• WHAT IS ASKED:
Render the records below as a two-column CSV with the header prompt_text,mask_answer. Give one row for each answer, paired with the text that asks for it, and put each value in a single quoted field with its line breaks replaced by spaces. Leave the pictures out.
— start of MATERIAL SHOWN —
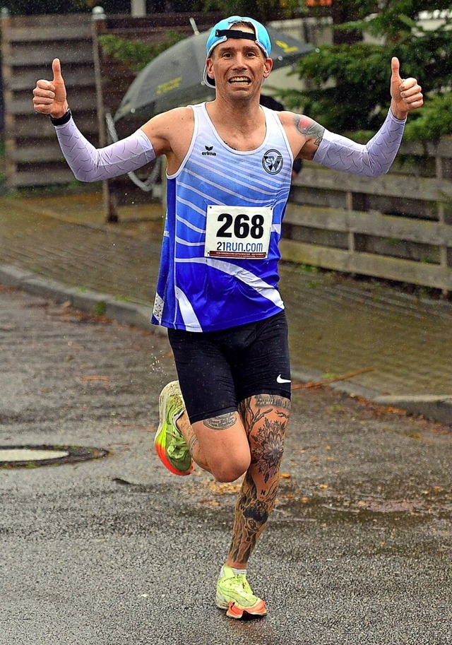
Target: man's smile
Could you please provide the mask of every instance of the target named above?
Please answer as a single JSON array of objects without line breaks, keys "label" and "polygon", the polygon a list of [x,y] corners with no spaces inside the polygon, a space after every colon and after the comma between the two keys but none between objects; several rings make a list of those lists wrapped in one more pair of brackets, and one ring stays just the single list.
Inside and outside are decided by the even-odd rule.
[{"label": "man's smile", "polygon": [[232,83],[233,85],[249,85],[251,83],[251,78],[249,78],[247,76],[232,76],[232,78],[230,78],[228,83]]}]

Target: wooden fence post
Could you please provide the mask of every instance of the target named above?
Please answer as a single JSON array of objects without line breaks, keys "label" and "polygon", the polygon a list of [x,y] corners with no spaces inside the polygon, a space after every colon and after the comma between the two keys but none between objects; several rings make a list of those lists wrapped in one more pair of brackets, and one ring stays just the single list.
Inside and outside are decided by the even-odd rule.
[{"label": "wooden fence post", "polygon": [[[93,9],[91,30],[93,32],[93,59],[94,62],[94,76],[96,82],[96,105],[97,108],[97,124],[99,127],[99,144],[101,148],[107,146],[107,128],[105,125],[105,108],[104,105],[104,92],[102,85],[102,73],[100,57],[99,56],[99,31],[102,30],[105,14],[101,7]],[[117,200],[110,190],[108,179],[102,182],[102,201],[106,222],[116,223],[119,221],[118,215]]]}]

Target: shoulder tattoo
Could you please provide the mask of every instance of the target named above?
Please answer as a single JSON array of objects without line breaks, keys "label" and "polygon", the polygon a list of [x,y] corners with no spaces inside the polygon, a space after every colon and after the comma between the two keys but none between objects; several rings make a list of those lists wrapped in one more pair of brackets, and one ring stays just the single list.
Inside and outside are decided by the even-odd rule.
[{"label": "shoulder tattoo", "polygon": [[325,131],[323,126],[304,114],[295,114],[295,127],[300,134],[308,138],[314,139],[314,144],[317,146],[320,146]]}]

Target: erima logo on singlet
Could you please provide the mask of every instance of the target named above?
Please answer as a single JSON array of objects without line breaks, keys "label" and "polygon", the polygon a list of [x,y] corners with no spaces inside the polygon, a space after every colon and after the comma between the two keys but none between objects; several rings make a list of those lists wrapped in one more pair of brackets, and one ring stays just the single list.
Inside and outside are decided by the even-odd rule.
[{"label": "erima logo on singlet", "polygon": [[278,174],[282,170],[282,155],[278,150],[268,150],[263,153],[262,165],[270,174]]},{"label": "erima logo on singlet", "polygon": [[204,148],[206,148],[206,150],[203,150],[202,151],[201,155],[204,155],[204,156],[207,155],[208,157],[216,157],[217,156],[216,153],[212,152],[212,150],[213,150],[213,146],[205,146]]}]

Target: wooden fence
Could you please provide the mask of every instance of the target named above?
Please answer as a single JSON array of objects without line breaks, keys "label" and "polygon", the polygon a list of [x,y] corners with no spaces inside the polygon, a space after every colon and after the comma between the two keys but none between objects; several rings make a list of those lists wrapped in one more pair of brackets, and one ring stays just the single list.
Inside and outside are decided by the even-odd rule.
[{"label": "wooden fence", "polygon": [[376,179],[305,163],[283,237],[286,260],[452,292],[452,137],[403,144]]},{"label": "wooden fence", "polygon": [[[93,20],[91,14],[81,13],[1,18],[8,187],[18,189],[73,181],[53,126],[48,119],[34,112],[32,104],[36,81],[52,78],[52,61],[55,57],[61,61],[77,124],[95,145],[102,145],[107,139],[105,112],[115,113],[134,74],[112,57],[103,55],[98,37],[111,34],[157,43],[170,30],[187,35],[193,33],[191,17],[203,30],[212,26],[220,14],[160,13],[143,18],[107,16],[104,19]],[[121,125],[120,134],[124,134],[126,129],[130,134],[141,124],[128,121]],[[125,181],[109,182],[109,194],[124,194],[121,187]],[[128,192],[131,195],[133,187]]]},{"label": "wooden fence", "polygon": [[[98,47],[101,34],[156,42],[168,29],[191,32],[189,15],[143,18],[89,14],[3,18],[6,176],[10,188],[73,179],[49,122],[32,110],[37,78],[49,78],[58,55],[81,129],[105,141],[105,113],[114,114],[132,81]],[[195,15],[200,30],[218,19]],[[121,124],[119,134],[139,124]],[[123,129],[127,129],[126,132]],[[126,179],[104,182],[106,215],[138,189]],[[149,199],[149,194],[145,199]],[[452,138],[437,145],[404,144],[391,172],[357,177],[306,162],[291,192],[282,257],[304,264],[406,282],[452,292]]]}]

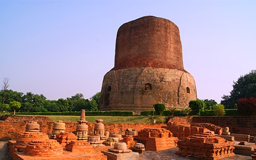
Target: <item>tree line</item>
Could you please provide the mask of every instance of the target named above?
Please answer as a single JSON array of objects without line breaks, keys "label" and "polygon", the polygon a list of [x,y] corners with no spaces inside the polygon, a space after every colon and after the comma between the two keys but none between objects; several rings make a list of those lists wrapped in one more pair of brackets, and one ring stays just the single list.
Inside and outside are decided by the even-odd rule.
[{"label": "tree line", "polygon": [[98,92],[90,99],[85,99],[82,93],[77,93],[66,99],[47,100],[43,94],[34,94],[31,92],[21,92],[4,89],[0,92],[0,110],[3,111],[46,112],[73,111],[99,110],[100,92]]}]

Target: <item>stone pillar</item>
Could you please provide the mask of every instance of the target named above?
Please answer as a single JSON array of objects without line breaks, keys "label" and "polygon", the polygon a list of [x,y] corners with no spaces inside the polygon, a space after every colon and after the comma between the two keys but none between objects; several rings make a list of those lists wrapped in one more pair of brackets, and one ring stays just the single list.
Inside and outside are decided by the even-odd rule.
[{"label": "stone pillar", "polygon": [[81,115],[80,120],[78,121],[78,124],[76,125],[76,135],[77,136],[78,140],[88,139],[88,122],[85,120],[85,110],[81,110]]},{"label": "stone pillar", "polygon": [[104,76],[101,110],[151,110],[157,103],[183,109],[197,99],[194,77],[183,67],[179,28],[143,17],[117,31],[114,67]]}]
— end of MATERIAL SHOWN —
• WRITTEN SOLUTION:
prompt_text,mask_answer
"Target: man's smile Could you please provide the mask of every instance of the target named above? Please answer as a single JSON array of objects without line breaks, keys ""label"" and ""polygon"", the polygon a list of [x,y] corners with no spaces inside the polygon, a space after every colon and after the comma between the two keys but none between objects; several rings make a list of those lists wrapped in one more pair of brackets, and one ring stays just the single list. Inside and outside are decided by the even-odd rule.","[{""label"": ""man's smile"", ""polygon"": [[232,83],[233,85],[249,85],[251,83],[251,78],[249,78],[247,76],[232,76],[232,78],[230,78],[228,83]]}]"
"Target: wooden fence post Could you please provide the mask of every instance of the target named above? Please answer as a single JSON array of objects without line breaks, keys ""label"" and ""polygon"", the polygon a list of [x,y] corners with no spaces inside the polygon, a space after every colon and after the comma between the two keys but none between objects; several rings make a list of those lists wrapped in one more pair of brackets, and one ring stays just the single list. Inside and outside are decided by the even-odd rule.","[{""label"": ""wooden fence post"", ""polygon"": [[[93,9],[91,30],[93,32],[93,59],[94,62],[94,76],[96,82],[96,105],[97,108],[97,124],[99,127],[99,144],[101,148],[107,146],[107,128],[105,125],[105,108],[104,105],[104,92],[102,85],[102,73],[100,57],[99,56],[99,31],[102,30],[105,14],[101,7]],[[117,200],[110,190],[108,179],[102,182],[102,201],[106,222],[116,223],[119,221],[118,215]]]}]"
"Target: shoulder tattoo Could you please provide the mask of every instance of the target named above? Please answer as a single JSON array of objects without line breaks, keys ""label"" and ""polygon"", the polygon a list of [x,y] corners with no spaces inside the polygon, a space after every colon and after the comma between the two keys but none between objects; several rings make a list of those lists wrapped in one more pair of brackets, and one ring stays just the single list. Inside and outside are decided by the even-odd rule.","[{""label"": ""shoulder tattoo"", ""polygon"": [[325,131],[323,126],[304,114],[295,114],[295,127],[300,134],[308,138],[314,139],[314,144],[317,146],[320,146]]}]"
"Target: erima logo on singlet Could you please provide the mask of every instance of the target named above? Please answer as a single JSON array of objects without line breaks, keys ""label"" and ""polygon"", the polygon a list of [x,y] corners with no spaces inside the polygon, a space after every colon and after the comma between the two keys but none between objects; several rings make a list of those lists wrapped in one more pair of brackets, and one ring stays just the single list. Inside and outside are decided by the even-odd rule.","[{""label"": ""erima logo on singlet"", ""polygon"": [[278,174],[282,170],[282,155],[278,150],[268,150],[263,153],[262,165],[270,174]]},{""label"": ""erima logo on singlet"", ""polygon"": [[204,148],[206,148],[206,150],[203,150],[202,151],[201,155],[204,155],[204,156],[207,155],[208,157],[216,157],[217,156],[216,153],[212,152],[212,150],[213,150],[213,146],[205,146]]}]"
"Target: wooden fence Could you please provide the mask of every instance of the target named above? Please answer as a single JSON array of objects without line breaks, keys ""label"" and ""polygon"", the polygon a list of [x,y] corners with no spaces inside the polygon, a space after every colon and after the comma between the two keys but none between objects; several rings make a list of those lists wrapped in one more pair of brackets, and one ring stays just the single list. Inside and outside are decided by the even-odd rule.","[{""label"": ""wooden fence"", ""polygon"": [[376,179],[305,163],[283,237],[286,260],[452,292],[452,137],[403,144]]},{""label"": ""wooden fence"", ""polygon"": [[[93,20],[91,14],[81,13],[1,18],[8,187],[18,189],[73,181],[53,126],[48,119],[34,112],[32,104],[36,81],[52,78],[52,61],[55,57],[61,61],[77,124],[95,145],[102,145],[107,139],[105,112],[115,113],[134,74],[112,57],[103,55],[98,37],[111,34],[157,43],[170,30],[187,35],[193,33],[191,17],[203,30],[212,26],[220,14],[160,13],[143,18],[107,16],[104,19]],[[121,125],[120,134],[124,134],[126,129],[130,134],[141,124],[128,121]],[[125,181],[109,182],[109,194],[124,194],[121,187]],[[128,192],[131,195],[133,187]]]},{""label"": ""wooden fence"", ""polygon"": [[[98,47],[101,34],[156,42],[168,29],[191,32],[189,15],[143,18],[89,14],[3,18],[6,176],[10,188],[73,179],[49,122],[32,110],[37,78],[49,78],[58,55],[81,129],[105,141],[105,113],[114,114],[132,81]],[[195,15],[200,30],[218,19]],[[121,124],[119,134],[139,124]],[[123,129],[127,129],[126,132]],[[126,179],[104,182],[106,215],[138,189]],[[149,199],[149,194],[145,199]],[[452,138],[437,145],[404,144],[391,172],[357,177],[306,162],[291,192],[282,257],[304,264],[406,282],[452,292]]]}]"
"Target: <item>tree line</item> Could you please provide the mask of every instance of the target named above? Please answer as a single JSON array of objects without line breaks, keys ""label"" and ""polygon"", the polygon a list of [x,y] corners with no spaces inside the polygon, a space after every colon and after the comma between the two keys but none between objects; several rings make a list of those lists wrapped in one more pair of brackets, and one ring stays just the single list. Inside and outside are decided by the even-odd rule.","[{""label"": ""tree line"", ""polygon"": [[98,92],[90,99],[85,99],[82,93],[77,93],[66,99],[47,100],[43,94],[34,94],[31,92],[21,92],[4,89],[0,92],[0,110],[3,111],[46,112],[73,111],[99,110],[100,92]]}]"
"Target: <item>stone pillar</item> Could you please provide the mask of every instance of the target named above? Please answer as a single JSON array of objects without line breaks, keys ""label"" and ""polygon"", the polygon a list of [x,y] corners with no spaces inside the polygon, a space after every colon and after the comma between the two keys but none between objects; several rings make a list of those lists wrapped in one more pair of brackets, and one ring stays just the single list. Inside and outside are decided by the even-odd rule.","[{""label"": ""stone pillar"", ""polygon"": [[81,115],[80,120],[78,121],[78,124],[76,125],[76,135],[77,136],[78,140],[88,139],[88,122],[85,120],[85,110],[81,110]]},{""label"": ""stone pillar"", ""polygon"": [[104,76],[101,110],[151,110],[157,103],[183,109],[197,99],[194,77],[183,67],[179,28],[143,17],[117,31],[114,67]]}]"